**RECORDS TO USE:**
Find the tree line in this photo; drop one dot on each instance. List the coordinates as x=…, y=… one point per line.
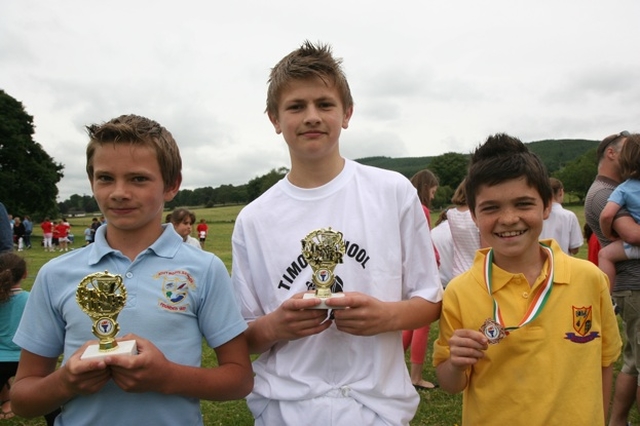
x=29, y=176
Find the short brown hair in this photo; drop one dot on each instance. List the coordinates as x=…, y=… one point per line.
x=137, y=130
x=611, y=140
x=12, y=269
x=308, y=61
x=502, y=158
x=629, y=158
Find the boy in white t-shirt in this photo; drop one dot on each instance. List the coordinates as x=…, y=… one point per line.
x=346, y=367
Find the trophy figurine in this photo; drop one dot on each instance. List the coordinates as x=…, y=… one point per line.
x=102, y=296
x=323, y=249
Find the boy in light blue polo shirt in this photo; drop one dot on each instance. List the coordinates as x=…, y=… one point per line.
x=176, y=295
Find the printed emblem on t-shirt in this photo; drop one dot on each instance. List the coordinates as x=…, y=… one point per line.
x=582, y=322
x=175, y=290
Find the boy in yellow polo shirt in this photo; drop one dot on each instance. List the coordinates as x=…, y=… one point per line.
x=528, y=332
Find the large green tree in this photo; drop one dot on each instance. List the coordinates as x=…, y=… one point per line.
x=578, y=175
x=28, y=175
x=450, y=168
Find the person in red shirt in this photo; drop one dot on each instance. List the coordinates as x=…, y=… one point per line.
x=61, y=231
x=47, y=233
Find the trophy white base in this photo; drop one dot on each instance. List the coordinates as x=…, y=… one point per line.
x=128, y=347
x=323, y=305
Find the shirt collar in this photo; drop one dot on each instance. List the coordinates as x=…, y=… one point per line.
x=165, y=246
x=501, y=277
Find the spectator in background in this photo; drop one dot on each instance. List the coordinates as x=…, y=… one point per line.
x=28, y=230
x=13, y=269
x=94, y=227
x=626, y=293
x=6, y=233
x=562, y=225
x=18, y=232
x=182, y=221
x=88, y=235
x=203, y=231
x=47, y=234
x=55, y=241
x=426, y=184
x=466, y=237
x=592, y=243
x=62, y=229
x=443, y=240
--
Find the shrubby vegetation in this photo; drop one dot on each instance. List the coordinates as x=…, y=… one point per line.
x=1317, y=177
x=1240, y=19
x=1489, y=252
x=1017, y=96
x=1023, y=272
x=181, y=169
...
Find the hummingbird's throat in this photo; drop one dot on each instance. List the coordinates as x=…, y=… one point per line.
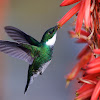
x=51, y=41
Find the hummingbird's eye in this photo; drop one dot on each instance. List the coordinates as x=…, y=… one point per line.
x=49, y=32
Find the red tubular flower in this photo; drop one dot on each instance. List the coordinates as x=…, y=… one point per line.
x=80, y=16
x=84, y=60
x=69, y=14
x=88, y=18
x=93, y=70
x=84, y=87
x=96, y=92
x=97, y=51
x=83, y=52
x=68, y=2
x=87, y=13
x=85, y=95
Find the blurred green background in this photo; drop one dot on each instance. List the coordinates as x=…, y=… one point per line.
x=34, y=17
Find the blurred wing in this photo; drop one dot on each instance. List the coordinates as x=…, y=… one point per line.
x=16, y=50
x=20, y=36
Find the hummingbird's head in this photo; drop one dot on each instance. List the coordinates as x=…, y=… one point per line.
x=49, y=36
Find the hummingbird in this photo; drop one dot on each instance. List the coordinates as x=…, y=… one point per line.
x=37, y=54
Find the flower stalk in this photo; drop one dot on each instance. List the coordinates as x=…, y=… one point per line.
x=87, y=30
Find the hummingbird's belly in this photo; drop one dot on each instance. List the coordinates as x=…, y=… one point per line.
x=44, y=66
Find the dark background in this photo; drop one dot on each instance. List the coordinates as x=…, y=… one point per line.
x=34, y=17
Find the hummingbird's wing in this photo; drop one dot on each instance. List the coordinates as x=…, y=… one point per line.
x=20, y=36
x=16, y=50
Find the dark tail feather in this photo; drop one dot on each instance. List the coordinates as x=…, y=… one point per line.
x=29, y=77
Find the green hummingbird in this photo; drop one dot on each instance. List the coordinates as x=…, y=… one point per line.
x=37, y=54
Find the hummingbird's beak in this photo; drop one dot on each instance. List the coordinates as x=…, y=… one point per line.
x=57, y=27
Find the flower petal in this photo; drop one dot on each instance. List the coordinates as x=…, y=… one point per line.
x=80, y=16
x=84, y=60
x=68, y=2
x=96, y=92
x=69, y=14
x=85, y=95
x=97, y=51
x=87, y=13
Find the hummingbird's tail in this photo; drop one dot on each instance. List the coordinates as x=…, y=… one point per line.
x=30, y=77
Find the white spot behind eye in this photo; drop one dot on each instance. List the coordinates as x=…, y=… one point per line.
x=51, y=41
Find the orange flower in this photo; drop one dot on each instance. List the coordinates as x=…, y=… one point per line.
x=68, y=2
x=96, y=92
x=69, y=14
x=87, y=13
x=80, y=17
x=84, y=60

**STATED EXERCISE:**
Lay out everything above from the line containing "Find the trophy figurine" down to the line containing "x=176, y=295" as a Markdown table with the columns Number and Line, skipping any blank lines.

**EXERCISE ANSWER:**
| Number | Line |
|---|---|
| 1 | Find the trophy figurine in this photo; drop one dot on each instance. List the coordinates as x=…, y=… one point per line. |
| 2 | x=102, y=296 |
| 3 | x=323, y=249 |
| 4 | Find the boy in light blue polo shirt in this photo; drop one dot on each instance. List the coordinates as x=…, y=… one point per line. |
| 5 | x=176, y=295 |